Claro como este ensinamento agora nos aparece, nunca foi compreendido na Igreja Cristã. Sua significação foi desvirtuada por falsas doutrinas que fizeram do Filho, uma pessoa separada do Pai e dividiram entre o Divino e o Humano, as naturezas de Cristo. Só depois de séculos de preparação, puderam os olhos dos homens ser abertos para ver a glória do Senhor ressuscitado. Só então a Doutrina Celeste pôde ser dada; só então a significação interna da Palavra pôde ser revelada; só então as nuvens do erro humano foram dissipadas e as névoas, que se tinham acumulado na longa noite de trevas, foram varridas diante da luz do Sol do céu, surgindo de novo.
Os Escritos descobrem as falsidades do dogma cristão; mostram como os homens se afastaram da verdade. Revelam o Infinito Amor e a Infinita Sabedoria do Senhor, as operações de Sua Providência, as Leis que governam a criação. Descrevem a vida futura, desvendam a natureza do mundo espiritual e do reino do céu. Fazem conhecer o caráter interno dos homens, as leis da vida que regulam a sua salvação, e o seu destino eterno. E em tudo isso proclamam universalmente a Infinita Humanidade de Deus.

Instruções »
1. Transcreva do trecho selecionado a parte entre "Claro como este" e "surgindo de novo.", inclusive.
2. Liste todas as linhas dos registros que contêm a palavra "slope", diferenciando maiúsculas de minúsculas.
O trecho acima e os registros abaixo provêm de fontes diferentes.

Materiais fornecidos »
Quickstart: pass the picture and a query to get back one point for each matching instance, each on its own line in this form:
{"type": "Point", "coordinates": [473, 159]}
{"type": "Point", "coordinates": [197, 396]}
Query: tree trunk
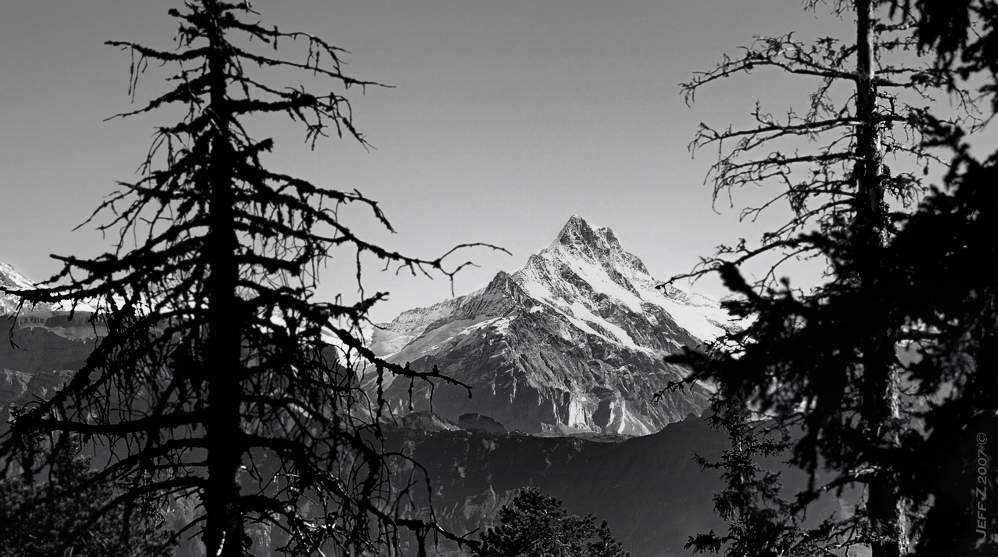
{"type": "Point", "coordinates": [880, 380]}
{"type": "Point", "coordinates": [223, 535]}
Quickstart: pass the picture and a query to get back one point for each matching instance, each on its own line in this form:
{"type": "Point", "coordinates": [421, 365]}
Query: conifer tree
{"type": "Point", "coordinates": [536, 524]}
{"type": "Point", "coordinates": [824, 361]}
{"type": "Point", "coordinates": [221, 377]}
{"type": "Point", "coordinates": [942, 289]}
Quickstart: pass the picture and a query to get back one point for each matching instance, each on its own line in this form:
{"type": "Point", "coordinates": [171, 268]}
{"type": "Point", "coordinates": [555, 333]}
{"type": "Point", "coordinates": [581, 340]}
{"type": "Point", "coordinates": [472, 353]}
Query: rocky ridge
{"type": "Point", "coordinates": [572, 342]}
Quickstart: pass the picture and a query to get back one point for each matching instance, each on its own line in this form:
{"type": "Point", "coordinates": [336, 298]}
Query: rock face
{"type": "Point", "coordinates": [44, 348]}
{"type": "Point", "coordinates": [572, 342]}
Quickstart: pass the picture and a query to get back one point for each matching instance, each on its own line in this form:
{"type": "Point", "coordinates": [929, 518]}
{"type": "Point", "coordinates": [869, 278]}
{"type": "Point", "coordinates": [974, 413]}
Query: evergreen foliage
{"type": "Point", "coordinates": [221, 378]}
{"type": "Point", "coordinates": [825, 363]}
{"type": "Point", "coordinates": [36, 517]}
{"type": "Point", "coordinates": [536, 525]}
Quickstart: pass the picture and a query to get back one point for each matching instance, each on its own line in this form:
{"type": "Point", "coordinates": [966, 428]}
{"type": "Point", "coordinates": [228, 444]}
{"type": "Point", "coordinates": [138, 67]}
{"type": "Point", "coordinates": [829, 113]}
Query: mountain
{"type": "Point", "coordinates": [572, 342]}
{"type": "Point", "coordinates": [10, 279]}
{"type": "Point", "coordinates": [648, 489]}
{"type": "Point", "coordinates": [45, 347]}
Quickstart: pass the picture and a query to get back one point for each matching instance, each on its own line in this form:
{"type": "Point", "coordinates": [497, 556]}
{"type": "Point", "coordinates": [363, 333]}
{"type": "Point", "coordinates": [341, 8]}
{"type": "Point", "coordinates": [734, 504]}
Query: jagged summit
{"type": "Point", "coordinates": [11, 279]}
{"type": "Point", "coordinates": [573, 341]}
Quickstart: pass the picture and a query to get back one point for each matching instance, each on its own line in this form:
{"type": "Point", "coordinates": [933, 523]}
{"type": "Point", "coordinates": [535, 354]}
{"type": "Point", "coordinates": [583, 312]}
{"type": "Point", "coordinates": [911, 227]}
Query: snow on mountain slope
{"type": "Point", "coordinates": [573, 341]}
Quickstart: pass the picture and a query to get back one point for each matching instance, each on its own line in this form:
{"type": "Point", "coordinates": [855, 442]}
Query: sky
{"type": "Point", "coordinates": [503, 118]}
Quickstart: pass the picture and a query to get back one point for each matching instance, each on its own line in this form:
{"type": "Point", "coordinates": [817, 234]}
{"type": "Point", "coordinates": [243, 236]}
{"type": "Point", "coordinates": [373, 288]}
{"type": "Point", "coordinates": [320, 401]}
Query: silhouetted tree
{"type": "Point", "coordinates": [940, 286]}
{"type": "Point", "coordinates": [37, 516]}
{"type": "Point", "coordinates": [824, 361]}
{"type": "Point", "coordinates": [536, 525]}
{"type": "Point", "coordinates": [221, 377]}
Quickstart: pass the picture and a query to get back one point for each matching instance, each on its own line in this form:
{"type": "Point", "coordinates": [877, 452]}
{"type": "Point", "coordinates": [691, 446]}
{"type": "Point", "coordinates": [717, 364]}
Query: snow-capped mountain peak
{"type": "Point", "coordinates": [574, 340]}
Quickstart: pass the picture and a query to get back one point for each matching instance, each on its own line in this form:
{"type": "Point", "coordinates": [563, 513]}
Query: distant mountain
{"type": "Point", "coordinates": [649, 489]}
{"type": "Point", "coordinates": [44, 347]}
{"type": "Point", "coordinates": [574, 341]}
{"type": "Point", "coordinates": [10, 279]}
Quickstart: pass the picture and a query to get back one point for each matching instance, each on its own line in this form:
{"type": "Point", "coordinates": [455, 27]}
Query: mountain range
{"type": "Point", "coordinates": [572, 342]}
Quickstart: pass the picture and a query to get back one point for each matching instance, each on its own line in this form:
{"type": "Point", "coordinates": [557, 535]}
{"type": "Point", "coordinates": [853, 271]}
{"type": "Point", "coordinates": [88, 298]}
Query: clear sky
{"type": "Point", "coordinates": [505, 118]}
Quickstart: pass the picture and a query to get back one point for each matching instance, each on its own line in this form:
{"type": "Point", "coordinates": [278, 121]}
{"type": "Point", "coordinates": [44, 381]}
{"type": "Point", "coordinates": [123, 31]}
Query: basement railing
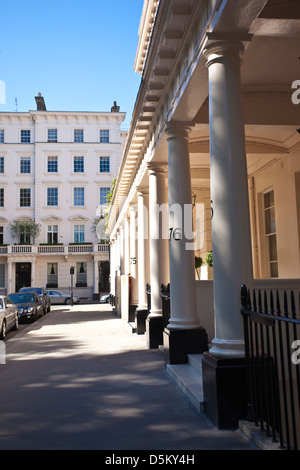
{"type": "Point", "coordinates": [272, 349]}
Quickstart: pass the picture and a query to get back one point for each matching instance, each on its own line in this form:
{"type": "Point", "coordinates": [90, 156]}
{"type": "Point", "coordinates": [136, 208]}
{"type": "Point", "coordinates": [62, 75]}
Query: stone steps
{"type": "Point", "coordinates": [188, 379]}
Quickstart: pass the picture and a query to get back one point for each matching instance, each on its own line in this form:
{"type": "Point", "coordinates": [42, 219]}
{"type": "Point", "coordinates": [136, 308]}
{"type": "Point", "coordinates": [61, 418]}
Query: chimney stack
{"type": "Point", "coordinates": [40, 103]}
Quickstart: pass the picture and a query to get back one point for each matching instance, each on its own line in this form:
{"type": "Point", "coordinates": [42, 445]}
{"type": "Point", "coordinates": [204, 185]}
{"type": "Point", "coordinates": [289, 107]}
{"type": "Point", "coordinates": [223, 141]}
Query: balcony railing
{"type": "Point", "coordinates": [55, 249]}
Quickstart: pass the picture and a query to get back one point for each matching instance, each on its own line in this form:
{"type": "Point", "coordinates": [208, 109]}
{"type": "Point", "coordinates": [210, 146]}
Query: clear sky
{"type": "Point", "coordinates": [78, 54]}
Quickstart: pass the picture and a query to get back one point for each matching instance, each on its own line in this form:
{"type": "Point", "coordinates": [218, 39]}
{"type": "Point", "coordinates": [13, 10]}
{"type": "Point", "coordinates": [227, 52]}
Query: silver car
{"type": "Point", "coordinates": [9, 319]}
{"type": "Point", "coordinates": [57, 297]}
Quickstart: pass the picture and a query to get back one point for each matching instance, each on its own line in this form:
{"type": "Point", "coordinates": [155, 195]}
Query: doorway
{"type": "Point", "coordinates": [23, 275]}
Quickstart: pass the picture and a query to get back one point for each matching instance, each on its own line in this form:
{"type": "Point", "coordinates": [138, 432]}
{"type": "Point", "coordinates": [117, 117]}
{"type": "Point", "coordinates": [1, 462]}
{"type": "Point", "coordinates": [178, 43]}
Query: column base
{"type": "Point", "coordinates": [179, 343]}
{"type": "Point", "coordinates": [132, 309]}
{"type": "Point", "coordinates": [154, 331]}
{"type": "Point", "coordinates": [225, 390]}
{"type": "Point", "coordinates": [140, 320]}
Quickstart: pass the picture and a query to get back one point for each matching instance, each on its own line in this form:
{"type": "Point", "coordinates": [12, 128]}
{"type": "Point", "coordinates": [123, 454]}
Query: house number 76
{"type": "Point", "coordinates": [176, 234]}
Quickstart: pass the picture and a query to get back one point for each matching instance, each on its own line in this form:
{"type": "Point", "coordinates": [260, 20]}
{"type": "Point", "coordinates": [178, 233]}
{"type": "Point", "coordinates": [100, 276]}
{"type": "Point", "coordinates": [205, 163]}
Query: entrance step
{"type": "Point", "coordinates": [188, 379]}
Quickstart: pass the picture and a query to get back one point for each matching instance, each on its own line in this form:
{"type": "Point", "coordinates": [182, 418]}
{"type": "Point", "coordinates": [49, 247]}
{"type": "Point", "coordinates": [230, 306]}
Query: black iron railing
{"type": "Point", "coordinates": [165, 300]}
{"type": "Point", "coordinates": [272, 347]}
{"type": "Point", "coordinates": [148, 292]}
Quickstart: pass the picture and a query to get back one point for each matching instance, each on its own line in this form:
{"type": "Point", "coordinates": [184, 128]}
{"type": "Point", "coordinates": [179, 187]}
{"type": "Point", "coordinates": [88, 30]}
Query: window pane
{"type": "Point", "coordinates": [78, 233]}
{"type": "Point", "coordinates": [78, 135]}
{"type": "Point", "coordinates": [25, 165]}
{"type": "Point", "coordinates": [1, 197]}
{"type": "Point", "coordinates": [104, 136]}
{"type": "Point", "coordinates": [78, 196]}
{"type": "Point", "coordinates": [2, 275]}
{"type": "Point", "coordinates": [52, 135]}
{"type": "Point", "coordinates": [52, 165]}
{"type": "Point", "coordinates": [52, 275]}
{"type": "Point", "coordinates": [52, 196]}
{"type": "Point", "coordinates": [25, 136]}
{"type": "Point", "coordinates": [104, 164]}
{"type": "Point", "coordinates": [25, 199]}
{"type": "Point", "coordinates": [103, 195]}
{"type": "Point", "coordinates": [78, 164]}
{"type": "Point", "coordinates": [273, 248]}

---

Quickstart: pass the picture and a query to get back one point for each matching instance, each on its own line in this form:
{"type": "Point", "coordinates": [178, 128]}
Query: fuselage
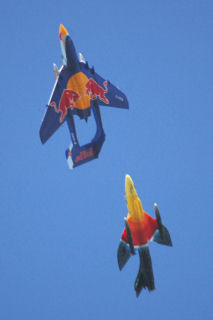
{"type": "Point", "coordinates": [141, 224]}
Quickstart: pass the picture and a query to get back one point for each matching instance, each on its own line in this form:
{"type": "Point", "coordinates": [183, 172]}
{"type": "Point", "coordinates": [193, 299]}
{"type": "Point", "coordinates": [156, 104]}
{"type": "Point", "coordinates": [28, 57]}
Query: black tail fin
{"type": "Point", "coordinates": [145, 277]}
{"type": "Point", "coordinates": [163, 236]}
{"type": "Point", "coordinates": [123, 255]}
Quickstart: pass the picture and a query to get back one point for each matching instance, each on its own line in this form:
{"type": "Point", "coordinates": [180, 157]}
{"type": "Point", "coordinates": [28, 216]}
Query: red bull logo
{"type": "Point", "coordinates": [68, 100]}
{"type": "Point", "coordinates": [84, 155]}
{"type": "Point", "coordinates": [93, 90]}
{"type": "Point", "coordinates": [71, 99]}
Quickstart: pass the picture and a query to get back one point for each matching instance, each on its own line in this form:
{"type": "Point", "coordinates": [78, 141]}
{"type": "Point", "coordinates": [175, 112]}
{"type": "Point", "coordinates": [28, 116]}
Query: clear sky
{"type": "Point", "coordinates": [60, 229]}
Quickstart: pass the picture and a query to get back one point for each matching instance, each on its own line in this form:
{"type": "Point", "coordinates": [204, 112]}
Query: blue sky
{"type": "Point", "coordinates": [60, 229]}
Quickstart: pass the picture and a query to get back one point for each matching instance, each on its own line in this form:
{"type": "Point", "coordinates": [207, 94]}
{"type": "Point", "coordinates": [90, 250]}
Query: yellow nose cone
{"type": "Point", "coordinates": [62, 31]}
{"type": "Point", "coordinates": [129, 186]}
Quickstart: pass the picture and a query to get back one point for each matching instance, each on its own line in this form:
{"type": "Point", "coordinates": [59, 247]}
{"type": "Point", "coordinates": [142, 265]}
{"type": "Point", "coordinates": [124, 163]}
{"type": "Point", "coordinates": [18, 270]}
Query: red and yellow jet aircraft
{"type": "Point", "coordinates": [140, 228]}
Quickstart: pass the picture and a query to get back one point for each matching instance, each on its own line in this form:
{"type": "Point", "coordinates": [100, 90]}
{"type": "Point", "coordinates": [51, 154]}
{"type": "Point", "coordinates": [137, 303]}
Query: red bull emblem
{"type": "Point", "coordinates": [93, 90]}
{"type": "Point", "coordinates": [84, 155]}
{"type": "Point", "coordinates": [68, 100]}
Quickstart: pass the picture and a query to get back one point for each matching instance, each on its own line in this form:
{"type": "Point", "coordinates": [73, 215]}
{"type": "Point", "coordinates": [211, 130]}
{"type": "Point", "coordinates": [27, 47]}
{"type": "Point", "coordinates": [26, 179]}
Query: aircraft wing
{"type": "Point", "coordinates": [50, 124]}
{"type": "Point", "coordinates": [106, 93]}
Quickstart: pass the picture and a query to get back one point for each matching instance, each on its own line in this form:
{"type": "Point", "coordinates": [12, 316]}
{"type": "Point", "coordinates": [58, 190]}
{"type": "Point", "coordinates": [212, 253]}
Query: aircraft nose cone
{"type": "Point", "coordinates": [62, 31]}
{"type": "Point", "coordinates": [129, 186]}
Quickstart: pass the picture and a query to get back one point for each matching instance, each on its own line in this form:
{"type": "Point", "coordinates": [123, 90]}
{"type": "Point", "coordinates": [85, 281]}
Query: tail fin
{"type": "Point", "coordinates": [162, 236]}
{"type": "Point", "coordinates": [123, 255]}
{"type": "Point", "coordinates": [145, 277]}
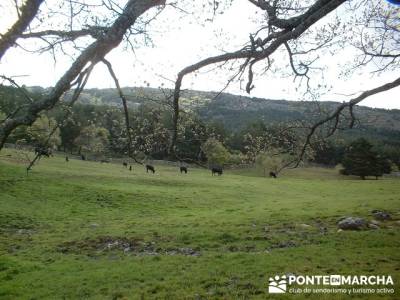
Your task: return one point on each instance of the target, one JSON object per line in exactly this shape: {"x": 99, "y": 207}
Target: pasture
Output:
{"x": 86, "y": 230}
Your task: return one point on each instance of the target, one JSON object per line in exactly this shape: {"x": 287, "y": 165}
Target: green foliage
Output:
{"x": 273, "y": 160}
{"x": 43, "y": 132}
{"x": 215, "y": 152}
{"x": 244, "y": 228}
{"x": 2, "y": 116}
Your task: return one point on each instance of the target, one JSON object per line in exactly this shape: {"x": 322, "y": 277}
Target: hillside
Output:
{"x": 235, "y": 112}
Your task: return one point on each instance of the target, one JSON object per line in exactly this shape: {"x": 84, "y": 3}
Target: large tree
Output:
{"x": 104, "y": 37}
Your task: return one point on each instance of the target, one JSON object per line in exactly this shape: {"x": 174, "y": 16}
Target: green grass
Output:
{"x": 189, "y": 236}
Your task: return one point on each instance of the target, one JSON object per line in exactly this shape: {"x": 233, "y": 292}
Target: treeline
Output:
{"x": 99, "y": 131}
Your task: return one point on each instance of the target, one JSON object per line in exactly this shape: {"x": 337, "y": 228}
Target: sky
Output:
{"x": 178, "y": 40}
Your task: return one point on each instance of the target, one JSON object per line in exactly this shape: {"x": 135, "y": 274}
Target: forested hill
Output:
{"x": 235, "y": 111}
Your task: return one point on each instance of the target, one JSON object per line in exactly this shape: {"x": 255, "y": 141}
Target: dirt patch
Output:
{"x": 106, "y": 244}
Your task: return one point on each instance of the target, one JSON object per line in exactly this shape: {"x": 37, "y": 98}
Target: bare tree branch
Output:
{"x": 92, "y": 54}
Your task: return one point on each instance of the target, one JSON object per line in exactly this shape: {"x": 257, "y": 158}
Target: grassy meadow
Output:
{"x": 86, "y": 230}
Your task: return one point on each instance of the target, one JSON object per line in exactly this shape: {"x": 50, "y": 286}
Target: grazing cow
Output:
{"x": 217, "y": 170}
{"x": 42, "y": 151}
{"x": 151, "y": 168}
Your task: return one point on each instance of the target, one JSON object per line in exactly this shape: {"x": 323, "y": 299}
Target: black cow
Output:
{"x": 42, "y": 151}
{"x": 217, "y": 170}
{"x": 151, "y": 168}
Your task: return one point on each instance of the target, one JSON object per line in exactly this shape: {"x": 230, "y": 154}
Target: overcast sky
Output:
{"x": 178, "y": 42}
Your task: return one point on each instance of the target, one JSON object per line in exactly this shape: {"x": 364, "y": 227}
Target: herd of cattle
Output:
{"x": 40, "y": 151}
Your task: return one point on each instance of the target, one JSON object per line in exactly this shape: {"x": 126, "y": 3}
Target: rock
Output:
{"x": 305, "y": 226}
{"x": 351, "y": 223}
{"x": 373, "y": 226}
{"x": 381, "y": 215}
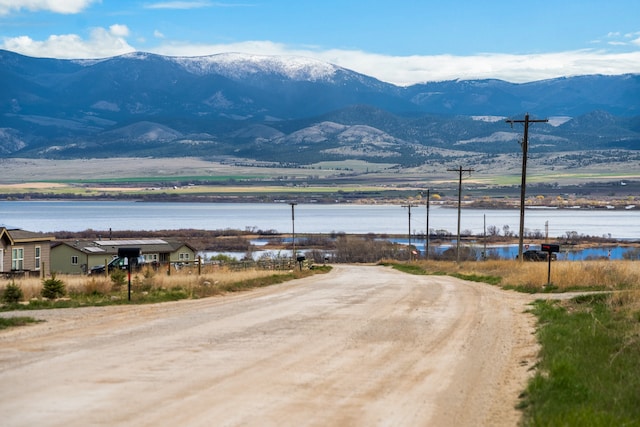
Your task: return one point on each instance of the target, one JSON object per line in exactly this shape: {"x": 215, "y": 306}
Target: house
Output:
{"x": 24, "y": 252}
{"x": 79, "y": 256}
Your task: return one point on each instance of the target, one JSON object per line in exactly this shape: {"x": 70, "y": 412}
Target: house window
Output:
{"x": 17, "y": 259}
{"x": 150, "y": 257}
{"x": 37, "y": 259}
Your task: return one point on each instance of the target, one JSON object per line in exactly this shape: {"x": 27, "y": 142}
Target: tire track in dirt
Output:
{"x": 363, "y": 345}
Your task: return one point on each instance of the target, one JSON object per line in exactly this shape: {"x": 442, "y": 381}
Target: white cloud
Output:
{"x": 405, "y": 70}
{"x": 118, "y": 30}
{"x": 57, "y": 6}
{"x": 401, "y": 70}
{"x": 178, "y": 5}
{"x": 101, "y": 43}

---

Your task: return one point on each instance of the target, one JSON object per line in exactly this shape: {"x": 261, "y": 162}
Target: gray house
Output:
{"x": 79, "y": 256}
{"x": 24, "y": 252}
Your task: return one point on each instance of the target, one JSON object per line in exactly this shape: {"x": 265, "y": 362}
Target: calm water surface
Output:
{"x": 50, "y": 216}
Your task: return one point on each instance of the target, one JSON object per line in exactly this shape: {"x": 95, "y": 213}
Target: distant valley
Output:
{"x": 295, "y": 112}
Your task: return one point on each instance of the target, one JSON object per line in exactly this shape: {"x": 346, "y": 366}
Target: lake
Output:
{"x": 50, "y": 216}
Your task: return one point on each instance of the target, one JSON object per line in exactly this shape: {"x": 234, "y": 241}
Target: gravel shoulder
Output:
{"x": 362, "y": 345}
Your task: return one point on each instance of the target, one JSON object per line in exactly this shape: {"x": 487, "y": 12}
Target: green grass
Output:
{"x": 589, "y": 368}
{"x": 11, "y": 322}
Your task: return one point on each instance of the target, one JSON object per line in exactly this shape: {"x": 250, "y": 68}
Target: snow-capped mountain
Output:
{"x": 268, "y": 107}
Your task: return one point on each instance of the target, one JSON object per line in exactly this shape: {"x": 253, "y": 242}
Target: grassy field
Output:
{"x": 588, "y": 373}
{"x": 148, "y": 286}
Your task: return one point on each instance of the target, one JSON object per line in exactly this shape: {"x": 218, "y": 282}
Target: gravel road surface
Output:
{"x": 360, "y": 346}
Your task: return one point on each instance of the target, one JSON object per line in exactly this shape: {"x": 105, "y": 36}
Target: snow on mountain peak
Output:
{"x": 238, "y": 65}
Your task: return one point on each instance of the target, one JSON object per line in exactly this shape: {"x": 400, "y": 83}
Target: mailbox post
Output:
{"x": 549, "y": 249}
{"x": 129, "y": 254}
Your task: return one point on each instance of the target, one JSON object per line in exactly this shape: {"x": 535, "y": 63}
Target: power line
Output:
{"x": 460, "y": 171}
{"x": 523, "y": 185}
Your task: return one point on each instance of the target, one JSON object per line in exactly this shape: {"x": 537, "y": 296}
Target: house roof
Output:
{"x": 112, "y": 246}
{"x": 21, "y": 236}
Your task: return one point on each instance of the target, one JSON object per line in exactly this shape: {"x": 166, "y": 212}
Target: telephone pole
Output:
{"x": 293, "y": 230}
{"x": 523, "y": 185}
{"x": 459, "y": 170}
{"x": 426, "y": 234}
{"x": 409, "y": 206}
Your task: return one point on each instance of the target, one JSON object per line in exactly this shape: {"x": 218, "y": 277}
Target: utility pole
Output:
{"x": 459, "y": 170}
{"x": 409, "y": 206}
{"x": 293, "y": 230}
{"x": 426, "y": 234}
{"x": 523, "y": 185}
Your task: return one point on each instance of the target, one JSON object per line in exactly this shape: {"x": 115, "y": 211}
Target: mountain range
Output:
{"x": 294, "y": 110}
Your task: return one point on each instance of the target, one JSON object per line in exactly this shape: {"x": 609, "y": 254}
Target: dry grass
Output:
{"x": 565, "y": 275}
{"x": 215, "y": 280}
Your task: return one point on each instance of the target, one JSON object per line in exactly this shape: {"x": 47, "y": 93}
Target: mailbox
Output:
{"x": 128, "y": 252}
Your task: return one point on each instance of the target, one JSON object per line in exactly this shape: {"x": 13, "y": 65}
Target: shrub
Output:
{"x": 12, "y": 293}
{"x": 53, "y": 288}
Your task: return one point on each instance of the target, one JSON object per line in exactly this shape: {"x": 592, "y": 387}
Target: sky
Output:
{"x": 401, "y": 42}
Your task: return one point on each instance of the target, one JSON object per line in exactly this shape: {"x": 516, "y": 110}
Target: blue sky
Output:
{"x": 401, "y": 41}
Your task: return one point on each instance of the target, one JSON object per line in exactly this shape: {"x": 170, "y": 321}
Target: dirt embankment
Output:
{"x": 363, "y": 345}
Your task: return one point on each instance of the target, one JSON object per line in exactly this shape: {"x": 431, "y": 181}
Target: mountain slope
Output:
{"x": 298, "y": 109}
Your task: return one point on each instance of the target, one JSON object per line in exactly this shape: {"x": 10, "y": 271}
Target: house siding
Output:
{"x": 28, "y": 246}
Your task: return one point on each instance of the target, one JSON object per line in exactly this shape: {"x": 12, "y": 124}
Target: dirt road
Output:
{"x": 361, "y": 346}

Resultados finais »
1.
Claro como este ensinamento agora nos aparece, nunca foi compreendido na Igreja Cristã. Sua significação foi desvirtuada por falsas doutrinas que fizeram do Filho, uma pessoa separada do Pai e dividiram entre o Divino e o Humano, as naturezas de Cristo. Só depois de séculos de preparação, puderam os olhos dos homens ser abertos para ver a glória do Senhor ressuscitado. Só então a Doutrina Celeste pôde ser dada; só então a significação interna da Palavra pôde ser revelada; só então as nuvens do erro humano foram dissipadas e as névoas, que se tinham acumulado na longa noite de trevas, foram varridas diante da luz do Sol do céu, surgindo de novo.

2.
Query: snow on mountain slope
Target: mountain slope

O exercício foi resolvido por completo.